Testo in esame »
···

Secondo l’ultimo rapporto di Amnesty International sulla pena di morte, «dal 2017 in Iran si è registrato un aumento delle condanne capitali: si è passati da almeno 246 esecuzioni nel 2020 ad almeno 314 nel 2021, con un aumento percentuale del 28%.
Il dato è il più alto registrato nel paese dal 2017. La parte più consistente di queste esecuzioni (42%) è costituita da esecuzioni di condannati a morte per reati di droga (132 in totale), il cui ammontare è cresciuto più di cinque volte rispetto al 2020».
QUELLA DI DJALALI è però tutta un’altra storia. Nato cinquant’anni fa nella località di Sarab nella regione iraniana dell’Azerbaigian, Ahmad Reza Djalali è specializzato in medicina di emergenza e ha svolto ricerca in diversi istituti europei tra cui l’Università degli Studi del Piemonte orientale, il centro Crimedim di Novara, la Vrije Universiteit di Bruxelles e l’Istituto Karolinska di Solna, a pochi chilometri da Stoccolma.

···

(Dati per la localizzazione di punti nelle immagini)
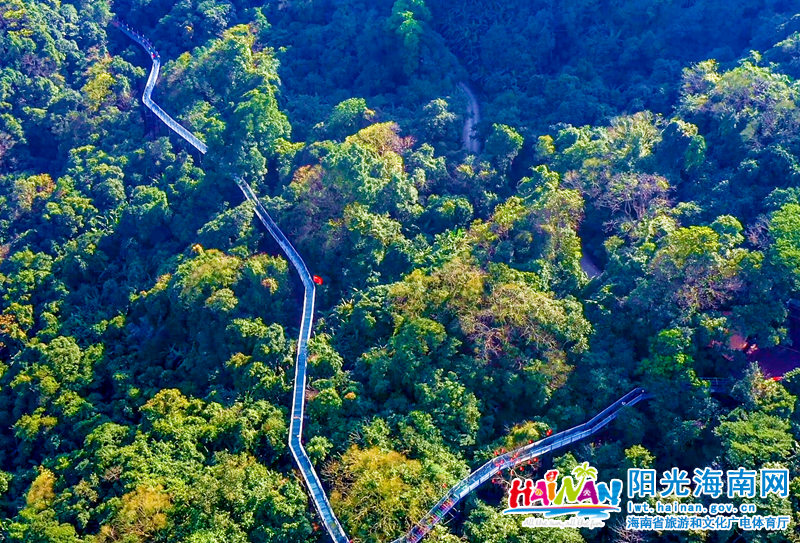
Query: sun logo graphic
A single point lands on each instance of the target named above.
(578, 494)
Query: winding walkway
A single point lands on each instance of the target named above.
(474, 479)
(473, 118)
(332, 525)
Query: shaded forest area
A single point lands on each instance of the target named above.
(147, 324)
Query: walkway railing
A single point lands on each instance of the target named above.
(466, 485)
(332, 525)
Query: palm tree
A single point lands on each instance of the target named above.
(584, 471)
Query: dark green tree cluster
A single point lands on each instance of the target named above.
(632, 218)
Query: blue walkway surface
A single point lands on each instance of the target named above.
(323, 507)
(332, 525)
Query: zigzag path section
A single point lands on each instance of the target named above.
(318, 496)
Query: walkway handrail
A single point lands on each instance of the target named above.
(332, 525)
(466, 485)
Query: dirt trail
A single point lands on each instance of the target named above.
(473, 118)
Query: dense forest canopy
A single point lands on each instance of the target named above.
(148, 324)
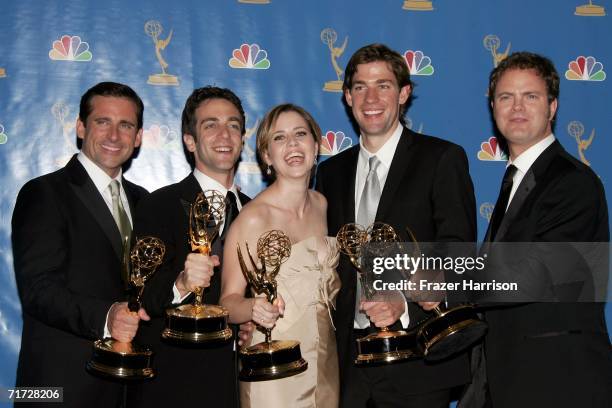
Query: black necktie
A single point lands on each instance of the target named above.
(231, 211)
(502, 200)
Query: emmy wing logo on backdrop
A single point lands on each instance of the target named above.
(490, 151)
(418, 5)
(248, 163)
(153, 29)
(3, 136)
(590, 10)
(160, 138)
(576, 129)
(585, 69)
(329, 37)
(418, 63)
(249, 56)
(492, 42)
(334, 142)
(486, 210)
(70, 48)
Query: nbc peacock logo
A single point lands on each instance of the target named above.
(160, 137)
(3, 136)
(418, 63)
(334, 143)
(70, 48)
(490, 151)
(249, 56)
(585, 69)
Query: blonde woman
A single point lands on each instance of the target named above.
(288, 141)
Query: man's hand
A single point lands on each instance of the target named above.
(383, 313)
(198, 271)
(429, 305)
(122, 323)
(265, 313)
(245, 335)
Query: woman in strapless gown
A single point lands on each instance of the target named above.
(307, 284)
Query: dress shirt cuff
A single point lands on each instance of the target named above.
(176, 298)
(106, 328)
(405, 317)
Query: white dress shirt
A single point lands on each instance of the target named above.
(385, 155)
(102, 182)
(207, 183)
(524, 162)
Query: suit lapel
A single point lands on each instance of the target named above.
(396, 174)
(346, 187)
(87, 192)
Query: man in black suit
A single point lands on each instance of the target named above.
(67, 249)
(552, 352)
(213, 126)
(426, 187)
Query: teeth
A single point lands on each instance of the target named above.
(111, 148)
(294, 154)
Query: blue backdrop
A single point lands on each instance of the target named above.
(276, 51)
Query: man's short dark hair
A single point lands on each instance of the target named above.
(523, 60)
(188, 121)
(375, 53)
(110, 89)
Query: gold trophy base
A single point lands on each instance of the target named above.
(417, 5)
(163, 79)
(122, 361)
(333, 86)
(190, 324)
(386, 347)
(450, 332)
(590, 10)
(271, 361)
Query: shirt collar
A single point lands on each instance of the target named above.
(208, 183)
(526, 159)
(96, 174)
(387, 151)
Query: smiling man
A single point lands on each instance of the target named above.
(67, 246)
(213, 126)
(554, 354)
(407, 180)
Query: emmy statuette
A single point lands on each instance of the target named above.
(385, 346)
(450, 330)
(130, 361)
(198, 323)
(270, 359)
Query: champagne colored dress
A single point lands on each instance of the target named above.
(308, 283)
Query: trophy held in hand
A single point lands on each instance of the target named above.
(198, 323)
(130, 361)
(384, 346)
(271, 359)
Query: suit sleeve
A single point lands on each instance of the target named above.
(154, 219)
(41, 245)
(454, 205)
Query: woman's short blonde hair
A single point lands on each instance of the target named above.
(264, 132)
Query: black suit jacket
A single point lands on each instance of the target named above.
(551, 354)
(428, 189)
(66, 249)
(185, 376)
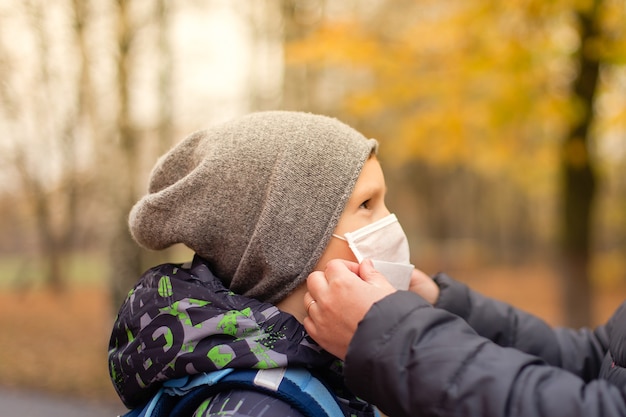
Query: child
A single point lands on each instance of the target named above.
(468, 356)
(258, 200)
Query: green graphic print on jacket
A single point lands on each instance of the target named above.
(182, 321)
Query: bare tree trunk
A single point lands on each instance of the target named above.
(124, 255)
(165, 129)
(579, 182)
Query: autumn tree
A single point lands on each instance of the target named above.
(477, 94)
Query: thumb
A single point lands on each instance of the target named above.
(370, 274)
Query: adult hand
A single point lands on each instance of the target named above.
(424, 285)
(343, 293)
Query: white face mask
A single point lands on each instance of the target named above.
(385, 243)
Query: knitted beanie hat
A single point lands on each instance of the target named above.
(257, 197)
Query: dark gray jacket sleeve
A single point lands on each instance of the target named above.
(411, 359)
(578, 351)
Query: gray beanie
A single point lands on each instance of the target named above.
(257, 197)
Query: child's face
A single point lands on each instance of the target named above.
(365, 206)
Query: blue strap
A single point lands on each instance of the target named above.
(297, 387)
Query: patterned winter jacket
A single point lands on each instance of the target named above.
(474, 356)
(180, 321)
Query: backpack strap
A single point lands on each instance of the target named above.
(296, 387)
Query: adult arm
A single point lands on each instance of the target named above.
(411, 359)
(578, 351)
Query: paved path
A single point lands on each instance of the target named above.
(34, 404)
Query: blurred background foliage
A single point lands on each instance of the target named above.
(502, 125)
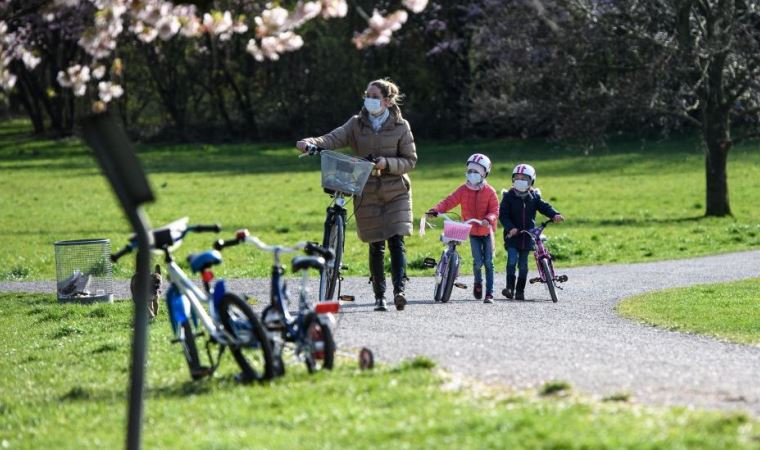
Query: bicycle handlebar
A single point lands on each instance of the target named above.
(311, 150)
(215, 228)
(127, 249)
(240, 236)
(312, 248)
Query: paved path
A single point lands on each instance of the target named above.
(580, 339)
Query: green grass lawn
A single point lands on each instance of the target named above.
(64, 376)
(728, 311)
(632, 202)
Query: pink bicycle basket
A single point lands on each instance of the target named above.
(456, 231)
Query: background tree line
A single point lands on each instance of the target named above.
(560, 68)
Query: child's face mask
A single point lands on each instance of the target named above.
(521, 185)
(474, 178)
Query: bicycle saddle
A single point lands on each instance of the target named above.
(202, 261)
(307, 262)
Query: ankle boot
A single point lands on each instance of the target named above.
(520, 293)
(509, 292)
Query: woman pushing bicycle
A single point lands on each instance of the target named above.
(384, 210)
(479, 201)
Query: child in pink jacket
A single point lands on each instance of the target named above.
(479, 201)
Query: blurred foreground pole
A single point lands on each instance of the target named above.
(114, 152)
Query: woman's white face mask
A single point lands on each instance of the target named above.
(373, 105)
(521, 185)
(474, 178)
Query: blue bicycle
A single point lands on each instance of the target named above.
(308, 331)
(230, 321)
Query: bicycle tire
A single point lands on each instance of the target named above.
(241, 322)
(450, 276)
(314, 327)
(546, 266)
(276, 343)
(438, 290)
(190, 350)
(329, 276)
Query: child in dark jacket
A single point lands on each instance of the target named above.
(478, 201)
(517, 212)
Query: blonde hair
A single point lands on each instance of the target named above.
(390, 90)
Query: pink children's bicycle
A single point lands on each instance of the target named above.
(544, 262)
(447, 267)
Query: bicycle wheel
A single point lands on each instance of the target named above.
(438, 292)
(329, 277)
(546, 266)
(450, 276)
(251, 350)
(275, 331)
(319, 345)
(190, 350)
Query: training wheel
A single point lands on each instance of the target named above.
(366, 359)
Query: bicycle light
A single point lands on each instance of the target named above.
(327, 307)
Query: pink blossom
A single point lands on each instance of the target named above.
(108, 91)
(334, 8)
(167, 27)
(7, 79)
(30, 61)
(415, 6)
(99, 71)
(75, 77)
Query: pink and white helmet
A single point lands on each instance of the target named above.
(525, 169)
(481, 160)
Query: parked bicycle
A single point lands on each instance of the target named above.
(447, 267)
(308, 330)
(230, 321)
(544, 262)
(343, 177)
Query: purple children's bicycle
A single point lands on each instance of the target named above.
(544, 262)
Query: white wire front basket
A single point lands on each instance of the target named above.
(344, 173)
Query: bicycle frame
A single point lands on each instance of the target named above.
(442, 267)
(279, 296)
(337, 208)
(541, 253)
(189, 297)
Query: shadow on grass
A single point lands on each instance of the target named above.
(637, 221)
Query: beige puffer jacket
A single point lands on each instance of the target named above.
(385, 207)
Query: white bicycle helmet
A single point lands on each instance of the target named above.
(481, 160)
(525, 169)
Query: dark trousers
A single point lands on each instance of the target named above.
(377, 265)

···

Consegna 1 »
Ricopia senza modifiche il brano del testo sulla pena di morte in Iran, partendo dalle parole "QUELLA DI DJALALI" e fermandoti dopo "chilometri da Stoccolma.".
Consegna 2 »
Prosegui il testo sulla pena di morte in Iran e su Ahmad Reza Djalali, riprendendo subito dopo la sua ultima frase.

Risposta 1 »
QUELLA DI DJALALI è però tutta un’altra storia. Nato cinquant’anni fa nella località di Sarab nella regione iraniana dell’Azerbaigian, Ahmad Reza Djalali è specializzato in medicina di emergenza e ha svolto ricerca in diversi istituti europei tra cui l’Università degli Studi del Piemonte orientale, il centro Crimedim di Novara, la Vrije Universiteit di Bruxelles e l’Istituto Karolinska di Solna, a pochi chilometri da Stoccolma.

Risposta 2 »
Era stato arrestato nel 2016 mentre si trovava in Iran su invito dell’Università di Teheran e Shiraz. Sotto tortura, aveva confessato di essere una spia al soldo dello Stato ebraico e di aver indicato al Mossad due scienziati nucleari, poi uccisi nel 2010.
Nel gennaio 2017 era stato trasferito nella sezione 15 del tribunale rivoluzionario di Teheran con l’accusa di spionaggio. Senza avvocato, al quale era stato impedito di presenziare alle udienze, nell’ottobre dello stesso anno il ricercatore era stato incarcerato nella prigione di Evin e condannato a morte per impiccagione con l’accusa di «corruzione sulla terra».
Dopodiché, nel luglio 2019 era stato trasferito in un luogo ignoto in attesa della condanna capitale.
In questi anni sono stati numerosi gli appelli a favore di Djalali. Si è anche ipotizzato uno scambio con un detenuto iraniano, Hamid Nouri, che un tribunale svedese potrebbe condannare all’ergastolo il prossimo 14 luglio anche se nega ogni capo d’accusa e dice trattarsi di un caso di omonimia.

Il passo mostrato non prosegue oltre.